╭─ Material for this exercise
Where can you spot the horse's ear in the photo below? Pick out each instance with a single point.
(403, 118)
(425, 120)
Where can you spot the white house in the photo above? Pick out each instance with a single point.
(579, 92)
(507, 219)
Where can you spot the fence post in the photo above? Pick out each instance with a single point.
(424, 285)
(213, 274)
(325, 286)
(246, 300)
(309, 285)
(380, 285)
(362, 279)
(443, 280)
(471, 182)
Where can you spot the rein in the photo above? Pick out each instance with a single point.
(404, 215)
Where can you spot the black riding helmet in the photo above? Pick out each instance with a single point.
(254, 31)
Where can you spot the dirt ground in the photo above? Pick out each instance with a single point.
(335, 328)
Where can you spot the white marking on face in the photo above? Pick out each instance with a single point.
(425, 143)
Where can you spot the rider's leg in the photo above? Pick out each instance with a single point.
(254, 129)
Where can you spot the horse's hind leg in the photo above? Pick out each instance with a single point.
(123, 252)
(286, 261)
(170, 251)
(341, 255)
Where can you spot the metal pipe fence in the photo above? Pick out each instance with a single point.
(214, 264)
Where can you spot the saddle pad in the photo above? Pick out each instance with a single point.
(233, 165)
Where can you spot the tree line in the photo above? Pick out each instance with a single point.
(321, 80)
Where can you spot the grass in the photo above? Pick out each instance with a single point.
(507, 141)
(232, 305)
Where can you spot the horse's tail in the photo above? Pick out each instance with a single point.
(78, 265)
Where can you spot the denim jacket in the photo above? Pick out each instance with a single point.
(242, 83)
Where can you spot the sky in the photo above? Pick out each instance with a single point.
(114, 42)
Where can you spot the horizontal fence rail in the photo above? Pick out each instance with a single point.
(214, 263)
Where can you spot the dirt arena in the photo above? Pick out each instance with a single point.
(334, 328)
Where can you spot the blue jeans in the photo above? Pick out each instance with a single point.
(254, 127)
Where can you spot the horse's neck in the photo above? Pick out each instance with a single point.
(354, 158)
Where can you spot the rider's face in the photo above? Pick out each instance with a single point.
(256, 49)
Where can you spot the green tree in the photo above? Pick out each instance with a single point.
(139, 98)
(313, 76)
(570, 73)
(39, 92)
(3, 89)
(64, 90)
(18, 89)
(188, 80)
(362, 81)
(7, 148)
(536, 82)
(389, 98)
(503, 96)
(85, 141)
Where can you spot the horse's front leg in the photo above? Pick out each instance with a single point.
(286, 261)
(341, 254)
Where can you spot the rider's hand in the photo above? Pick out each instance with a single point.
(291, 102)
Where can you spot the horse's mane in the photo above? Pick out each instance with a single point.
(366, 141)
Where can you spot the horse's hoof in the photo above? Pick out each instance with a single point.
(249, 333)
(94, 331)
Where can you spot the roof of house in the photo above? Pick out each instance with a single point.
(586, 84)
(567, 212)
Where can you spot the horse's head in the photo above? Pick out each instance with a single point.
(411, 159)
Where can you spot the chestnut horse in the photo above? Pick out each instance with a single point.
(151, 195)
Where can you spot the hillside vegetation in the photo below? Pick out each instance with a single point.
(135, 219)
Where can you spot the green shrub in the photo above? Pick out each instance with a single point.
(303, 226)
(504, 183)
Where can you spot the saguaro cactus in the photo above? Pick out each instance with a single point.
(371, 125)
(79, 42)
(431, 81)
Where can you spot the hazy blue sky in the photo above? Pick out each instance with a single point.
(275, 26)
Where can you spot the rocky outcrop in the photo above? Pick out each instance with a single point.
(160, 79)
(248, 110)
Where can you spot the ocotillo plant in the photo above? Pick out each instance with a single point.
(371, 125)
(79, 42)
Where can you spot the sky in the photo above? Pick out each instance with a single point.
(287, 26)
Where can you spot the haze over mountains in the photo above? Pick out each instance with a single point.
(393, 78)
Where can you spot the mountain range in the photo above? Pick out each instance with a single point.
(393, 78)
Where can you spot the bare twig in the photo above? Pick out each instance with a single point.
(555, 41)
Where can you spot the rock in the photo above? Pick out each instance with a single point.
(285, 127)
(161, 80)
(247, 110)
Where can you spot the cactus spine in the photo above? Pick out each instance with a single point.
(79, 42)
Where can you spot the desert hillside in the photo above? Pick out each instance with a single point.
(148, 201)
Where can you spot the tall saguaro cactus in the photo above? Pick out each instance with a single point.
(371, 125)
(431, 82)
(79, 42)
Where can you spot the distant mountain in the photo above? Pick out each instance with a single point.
╰─
(What is being asked): Output the records exactly, including every line.

(Full solution):
Where can you spot the horse's ear in the photo below? Pick out each instance with a single point.
(403, 118)
(425, 120)
Where can you spot the white house in the photo above? Pick out each instance with a single point.
(579, 92)
(507, 219)
Where can you spot the fence post in the photo above? Pick out each instance with a single point.
(424, 285)
(213, 274)
(325, 286)
(246, 300)
(309, 285)
(380, 285)
(362, 279)
(443, 280)
(471, 182)
Where can you spot the rein in the photo above? Pick out each instance with a single point.
(404, 215)
Where can you spot the black riding helmet in the photo above? Pick out each instance with a single point.
(254, 31)
Where can you spot the dirt ground in the photo above? Pick out each instance with a single point.
(335, 328)
Where can you spot the white marking on face in the photo above? Pick out each instance with a single point.
(425, 143)
Where can you spot the rider's leg in the photo above? Pick out each instance with a single point.
(254, 129)
Where can you spot the horse's hind leg in the photo above? Pick out each instance with a single point.
(123, 252)
(286, 261)
(170, 251)
(341, 255)
Where can you spot the metal pipe fence in the photo above? Pick out each instance with a single point.
(214, 264)
Where can you spot the saddle pad in the photo above? Pick out each instance with a single point.
(233, 165)
Where can you spot the tree line in the photo above? Pick out each instance with a single point.
(321, 80)
Where can you spot the grass in the photo above? Pick out each instance with a single point.
(507, 141)
(232, 305)
Where can you spot the horse's tail in the photo above? Pick out each instance with a single point.
(78, 265)
Where can you spot the denim jacket in the photo above? Pick out each instance with a single point.
(242, 83)
Where can you spot the sky in the photo above? Pick out each instance with a single point.
(114, 42)
Where can you spot the horizontal fence rail in the photo above? Pick out each instance with a single point.
(214, 263)
Where can you spot the dirt arena in the photo above? Pick out each instance with a single point.
(334, 328)
Where can you spot the blue jeans in the photo above? Pick out each instance with a single point.
(254, 127)
Where can you spot the horse's neck in the photo above? Pick out each instance with a single point.
(354, 158)
Where can you spot the rider's face in the photo above? Pick out each instance with a single point.
(256, 49)
Where can you spot the green tree in the photo above? Pick out each instance with a single point.
(139, 98)
(313, 76)
(570, 73)
(39, 92)
(3, 89)
(64, 90)
(18, 89)
(188, 80)
(362, 81)
(7, 148)
(536, 82)
(389, 98)
(503, 96)
(85, 141)
Where can you spot the horse's front leg in the photo above? Pick out each instance with a single point.
(286, 261)
(341, 254)
Where can you spot the rider's hand in the photo above? Pick out each instance with a single point.
(291, 102)
Where can you spot the horse's mane in the photo above? Pick out each instance with a single point.
(366, 141)
Where can you spot the horse's hoof in the photo above? Pick out each instance with a single point.
(249, 333)
(94, 331)
Where can you spot the roof of house in the photo above? Pick out each instance with a single point.
(586, 84)
(567, 212)
Where can you spot the horse's head in the photo above? Pick out each instance with a single point.
(411, 159)
Where can you spot the chestnut horse in the photo above? Pick out each instance with a single point.
(151, 195)
Where can you spot the hillside vegetation in the photo below? Pick out each instance with a single point.
(135, 219)
Where can you spot the green shrub in the photo above? Pick out each instance with a single point.
(303, 226)
(504, 183)
Where can you spot the saguaro cactus in the photo above? Pick out each instance with a single point.
(371, 125)
(79, 42)
(431, 81)
Where can you spot the hazy blue sky in the photo above? Pick out each instance with a single point.
(275, 26)
Where can you spot the rocky outcrop in the photo above? Pick out each instance with a single point.
(160, 79)
(248, 110)
Where can you spot the ocotillo plant in the photo above? Pick out each instance with a single point.
(371, 125)
(79, 42)
Where can you spot the sky in the photo above? Pick out each instance with a single point.
(287, 26)
Where can you spot the haze over mountains in the photo above? Pick out each instance with a single point.
(393, 78)
Where can you spot the mountain range in the photo above? Pick out each instance with a single point.
(393, 78)
Where can you spot the bare twig in the photo above? Pick out each instance with a single point.
(555, 41)
Where can you spot the rock in the photo above? Pick out each instance with a single point.
(285, 127)
(161, 80)
(247, 110)
Where can you spot the cactus spine in the photo above? Pick out each instance with a single point.
(79, 42)
Where can you spot the desert hillside in the photo above? Pick out each instance with a single point.
(148, 201)
Where can you spot the tall saguaro cactus in the photo above? Pick out each instance with a single point.
(371, 125)
(431, 82)
(79, 42)
Where can you spot the distant mountain in the photo above? Pick out each instance with a single point.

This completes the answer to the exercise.